Mundo
Espiral de ódio
O extremismo ganha espaço em Israel e na Palestina e a paz nunca esteve tão distante


Nas noites de sexta-feira, o silêncio desce sobre a cidade sagrada de Jerusalém. Muitas famílias muçulmanas estão em casa, reunidas após as orações da tarde. As empresas de propriedade de judeus fecham pouco antes do pôr do sol. Ônibus e bondes param de circular e velas nas mesas de jantar anunciam o início do Shabat.
O que começou como uma noite de sexta-feira normal e pacífica terminou em tragédia para a família Mizrahi, que vive no assentamento ocupado de Neve Yaakov, em Jerusalém Leste. Por volta das 8 da noite, um atirador palestino solitário abriu fogo contra moradores diante de uma sinagoga. Matou sete e feriu três.
* * * * * * * * *
# O QUE FAZER:
1. Responda com base na matéria:
(a) Quando fecham as empresas de propriedade de judeus nas noites de sexta-feira?
(b) Em que assentamento vive a família Mizrahi?
(c) Quantas pessoas o atirador matou e quantas feriu?
2. Transcreva da matéria tudo o que vai de "O que começou" até "e feriu três.".
As entradas a seguir não têm nenhuma relação com a matéria.

Entradas tiradas de uma coleção:
* * * * * * * * *
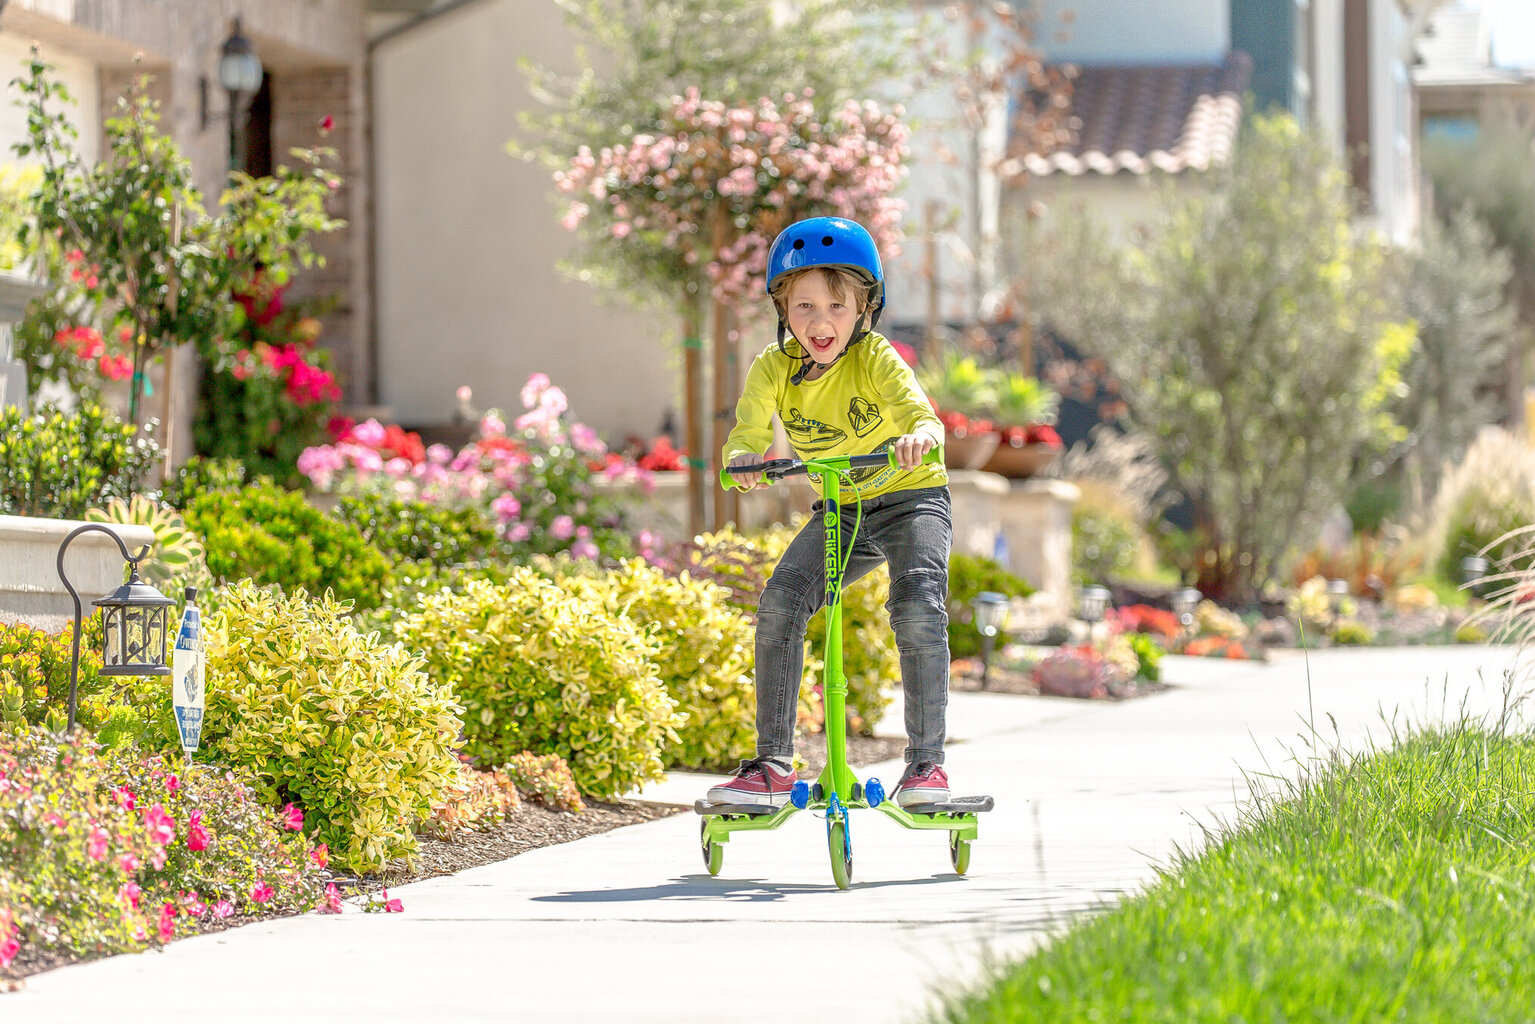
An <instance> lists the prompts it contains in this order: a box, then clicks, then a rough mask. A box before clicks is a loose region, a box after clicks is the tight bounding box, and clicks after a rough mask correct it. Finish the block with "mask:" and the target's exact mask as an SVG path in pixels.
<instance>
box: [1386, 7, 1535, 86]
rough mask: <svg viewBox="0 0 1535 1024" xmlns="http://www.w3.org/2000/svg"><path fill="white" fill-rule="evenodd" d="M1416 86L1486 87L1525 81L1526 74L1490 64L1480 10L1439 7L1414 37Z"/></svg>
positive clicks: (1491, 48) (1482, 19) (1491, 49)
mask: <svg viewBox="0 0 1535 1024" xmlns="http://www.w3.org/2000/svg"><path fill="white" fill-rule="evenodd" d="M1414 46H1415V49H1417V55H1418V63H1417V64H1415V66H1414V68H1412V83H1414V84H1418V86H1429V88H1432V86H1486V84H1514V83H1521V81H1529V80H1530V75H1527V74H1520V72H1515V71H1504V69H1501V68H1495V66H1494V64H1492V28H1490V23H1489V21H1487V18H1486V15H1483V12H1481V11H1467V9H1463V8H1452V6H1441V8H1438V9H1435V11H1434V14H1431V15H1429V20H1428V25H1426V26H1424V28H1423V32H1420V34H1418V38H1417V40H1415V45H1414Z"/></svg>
* * * * * * * * *
# RESPOSTAS EM ORDEM:
1.
(a) Pouco antes do pôr do sol.
(b) No assentamento ocupado de Neve Yaakov, em Jerusalém Leste.
(c) Matou sete e feriu três.

2.
O que começou como uma noite de sexta-feira normal e pacífica terminou em tragédia para a família Mizrahi, que vive no assentamento ocupado de Neve Yaakov, em Jerusalém Leste. Por volta das 8 da noite, um atirador palestino solitário abriu fogo contra moradores diante de uma sinagoga. Matou sete e feriu três.